● Source data:
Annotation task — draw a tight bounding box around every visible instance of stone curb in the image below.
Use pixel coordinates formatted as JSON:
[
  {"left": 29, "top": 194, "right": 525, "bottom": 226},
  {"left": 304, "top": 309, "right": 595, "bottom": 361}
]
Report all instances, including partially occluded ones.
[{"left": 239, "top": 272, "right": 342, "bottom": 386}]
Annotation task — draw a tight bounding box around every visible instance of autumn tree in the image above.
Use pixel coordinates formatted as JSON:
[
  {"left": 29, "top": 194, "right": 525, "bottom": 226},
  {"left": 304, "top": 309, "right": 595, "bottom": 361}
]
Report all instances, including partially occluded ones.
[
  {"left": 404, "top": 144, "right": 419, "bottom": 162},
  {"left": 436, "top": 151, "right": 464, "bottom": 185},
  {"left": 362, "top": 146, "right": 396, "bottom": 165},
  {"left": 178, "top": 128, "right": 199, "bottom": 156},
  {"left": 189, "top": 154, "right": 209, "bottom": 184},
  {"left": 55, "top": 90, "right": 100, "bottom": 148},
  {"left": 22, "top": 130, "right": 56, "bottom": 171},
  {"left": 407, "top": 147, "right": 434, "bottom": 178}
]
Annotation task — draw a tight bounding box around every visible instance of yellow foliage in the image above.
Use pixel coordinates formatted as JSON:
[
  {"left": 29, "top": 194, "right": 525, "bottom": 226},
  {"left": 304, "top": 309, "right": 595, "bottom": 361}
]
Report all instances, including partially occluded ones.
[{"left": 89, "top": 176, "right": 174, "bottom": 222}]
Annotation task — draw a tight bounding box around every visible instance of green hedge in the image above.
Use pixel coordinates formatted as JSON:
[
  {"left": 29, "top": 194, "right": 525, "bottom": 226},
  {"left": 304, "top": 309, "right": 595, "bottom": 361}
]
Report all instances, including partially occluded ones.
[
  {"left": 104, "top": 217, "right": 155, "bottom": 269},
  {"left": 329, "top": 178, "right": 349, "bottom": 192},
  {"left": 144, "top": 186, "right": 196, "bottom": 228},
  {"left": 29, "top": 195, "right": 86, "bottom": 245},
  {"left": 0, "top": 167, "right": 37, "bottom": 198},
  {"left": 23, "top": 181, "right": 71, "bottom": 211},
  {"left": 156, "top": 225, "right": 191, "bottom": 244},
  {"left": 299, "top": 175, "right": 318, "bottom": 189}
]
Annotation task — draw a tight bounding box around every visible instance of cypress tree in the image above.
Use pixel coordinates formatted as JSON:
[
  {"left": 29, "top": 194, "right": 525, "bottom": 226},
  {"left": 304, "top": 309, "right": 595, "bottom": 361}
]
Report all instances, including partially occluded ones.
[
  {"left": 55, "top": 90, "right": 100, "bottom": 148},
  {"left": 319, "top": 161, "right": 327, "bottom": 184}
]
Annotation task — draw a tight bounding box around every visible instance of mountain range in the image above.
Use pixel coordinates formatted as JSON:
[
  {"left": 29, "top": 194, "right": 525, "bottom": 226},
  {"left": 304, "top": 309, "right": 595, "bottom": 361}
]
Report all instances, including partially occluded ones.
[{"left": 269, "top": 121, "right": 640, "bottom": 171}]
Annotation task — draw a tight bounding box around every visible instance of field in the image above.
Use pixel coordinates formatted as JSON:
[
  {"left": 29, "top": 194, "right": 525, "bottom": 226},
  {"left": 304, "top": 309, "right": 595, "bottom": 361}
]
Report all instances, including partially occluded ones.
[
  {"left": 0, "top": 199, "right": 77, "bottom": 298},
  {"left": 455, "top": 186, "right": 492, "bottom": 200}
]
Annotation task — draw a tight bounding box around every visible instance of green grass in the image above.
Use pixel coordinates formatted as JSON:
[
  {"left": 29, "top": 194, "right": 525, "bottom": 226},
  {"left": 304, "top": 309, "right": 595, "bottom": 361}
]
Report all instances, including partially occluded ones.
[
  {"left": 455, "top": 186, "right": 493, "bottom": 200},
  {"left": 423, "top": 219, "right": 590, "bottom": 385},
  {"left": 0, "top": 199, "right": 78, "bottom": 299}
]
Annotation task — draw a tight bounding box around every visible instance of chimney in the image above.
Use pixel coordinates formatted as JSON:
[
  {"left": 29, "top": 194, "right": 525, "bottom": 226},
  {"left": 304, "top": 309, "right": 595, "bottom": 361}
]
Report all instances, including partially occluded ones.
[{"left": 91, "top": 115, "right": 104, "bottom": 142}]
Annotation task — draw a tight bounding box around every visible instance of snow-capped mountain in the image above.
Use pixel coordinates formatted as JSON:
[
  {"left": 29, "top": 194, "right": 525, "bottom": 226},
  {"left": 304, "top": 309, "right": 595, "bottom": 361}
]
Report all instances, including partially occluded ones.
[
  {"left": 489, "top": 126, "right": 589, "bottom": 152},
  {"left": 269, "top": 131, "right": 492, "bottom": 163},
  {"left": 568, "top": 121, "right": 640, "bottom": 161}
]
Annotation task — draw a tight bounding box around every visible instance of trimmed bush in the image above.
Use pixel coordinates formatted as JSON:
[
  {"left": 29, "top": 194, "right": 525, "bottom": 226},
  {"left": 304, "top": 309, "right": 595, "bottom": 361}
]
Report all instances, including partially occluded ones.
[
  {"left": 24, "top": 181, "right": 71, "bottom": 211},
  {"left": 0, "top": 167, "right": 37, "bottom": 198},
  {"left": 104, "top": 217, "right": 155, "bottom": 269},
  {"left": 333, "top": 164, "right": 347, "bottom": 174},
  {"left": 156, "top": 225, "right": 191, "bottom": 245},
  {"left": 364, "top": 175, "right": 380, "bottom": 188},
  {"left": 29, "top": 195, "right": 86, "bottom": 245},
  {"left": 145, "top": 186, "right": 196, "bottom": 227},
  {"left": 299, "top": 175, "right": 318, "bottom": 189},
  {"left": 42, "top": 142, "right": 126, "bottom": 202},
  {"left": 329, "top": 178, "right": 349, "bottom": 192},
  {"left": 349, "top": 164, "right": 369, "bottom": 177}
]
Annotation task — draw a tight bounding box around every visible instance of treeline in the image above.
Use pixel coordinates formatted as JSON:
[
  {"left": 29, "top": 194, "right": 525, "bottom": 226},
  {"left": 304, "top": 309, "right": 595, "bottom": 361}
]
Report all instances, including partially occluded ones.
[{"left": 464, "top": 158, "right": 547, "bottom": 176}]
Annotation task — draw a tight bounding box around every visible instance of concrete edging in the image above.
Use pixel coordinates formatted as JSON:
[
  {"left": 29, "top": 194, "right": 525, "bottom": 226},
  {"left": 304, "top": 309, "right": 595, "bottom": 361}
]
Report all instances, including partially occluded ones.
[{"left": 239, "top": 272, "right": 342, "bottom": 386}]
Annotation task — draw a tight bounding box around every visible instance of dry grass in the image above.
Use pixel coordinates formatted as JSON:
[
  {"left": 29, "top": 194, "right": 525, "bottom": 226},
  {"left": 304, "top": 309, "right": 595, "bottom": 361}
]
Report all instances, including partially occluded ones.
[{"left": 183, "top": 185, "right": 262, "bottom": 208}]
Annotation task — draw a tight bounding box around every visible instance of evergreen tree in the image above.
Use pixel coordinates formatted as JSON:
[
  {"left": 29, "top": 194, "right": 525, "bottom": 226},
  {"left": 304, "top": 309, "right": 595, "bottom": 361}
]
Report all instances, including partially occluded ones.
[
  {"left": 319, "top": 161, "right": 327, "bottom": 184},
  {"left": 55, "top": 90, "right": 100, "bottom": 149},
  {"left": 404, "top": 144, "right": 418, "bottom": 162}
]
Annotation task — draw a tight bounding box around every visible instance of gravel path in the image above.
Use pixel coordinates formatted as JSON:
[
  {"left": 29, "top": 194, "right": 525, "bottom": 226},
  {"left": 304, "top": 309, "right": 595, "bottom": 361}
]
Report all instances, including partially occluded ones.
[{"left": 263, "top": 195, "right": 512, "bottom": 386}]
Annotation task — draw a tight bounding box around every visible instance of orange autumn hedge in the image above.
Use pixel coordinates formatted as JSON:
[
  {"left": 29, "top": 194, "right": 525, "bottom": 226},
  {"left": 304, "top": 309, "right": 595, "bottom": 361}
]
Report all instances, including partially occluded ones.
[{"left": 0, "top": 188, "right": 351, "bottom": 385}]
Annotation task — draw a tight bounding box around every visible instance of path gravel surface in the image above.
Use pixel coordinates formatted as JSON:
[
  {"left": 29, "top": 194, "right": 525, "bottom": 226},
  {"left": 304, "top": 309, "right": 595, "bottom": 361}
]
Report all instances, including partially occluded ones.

● Stated exercise:
Write out again the lines from the one containing "surface in the image above." through the last line, substituting "partly hidden" for "partially occluded" and leaving everything else unchanged.

● Response to the task:
Annotation task — draw a tight bounding box around every visible instance of path gravel surface in the image above.
Use pixel coordinates formatted as JSON:
[
  {"left": 29, "top": 194, "right": 525, "bottom": 226},
  {"left": 304, "top": 309, "right": 595, "bottom": 361}
]
Report all instances, including partly hidden ones.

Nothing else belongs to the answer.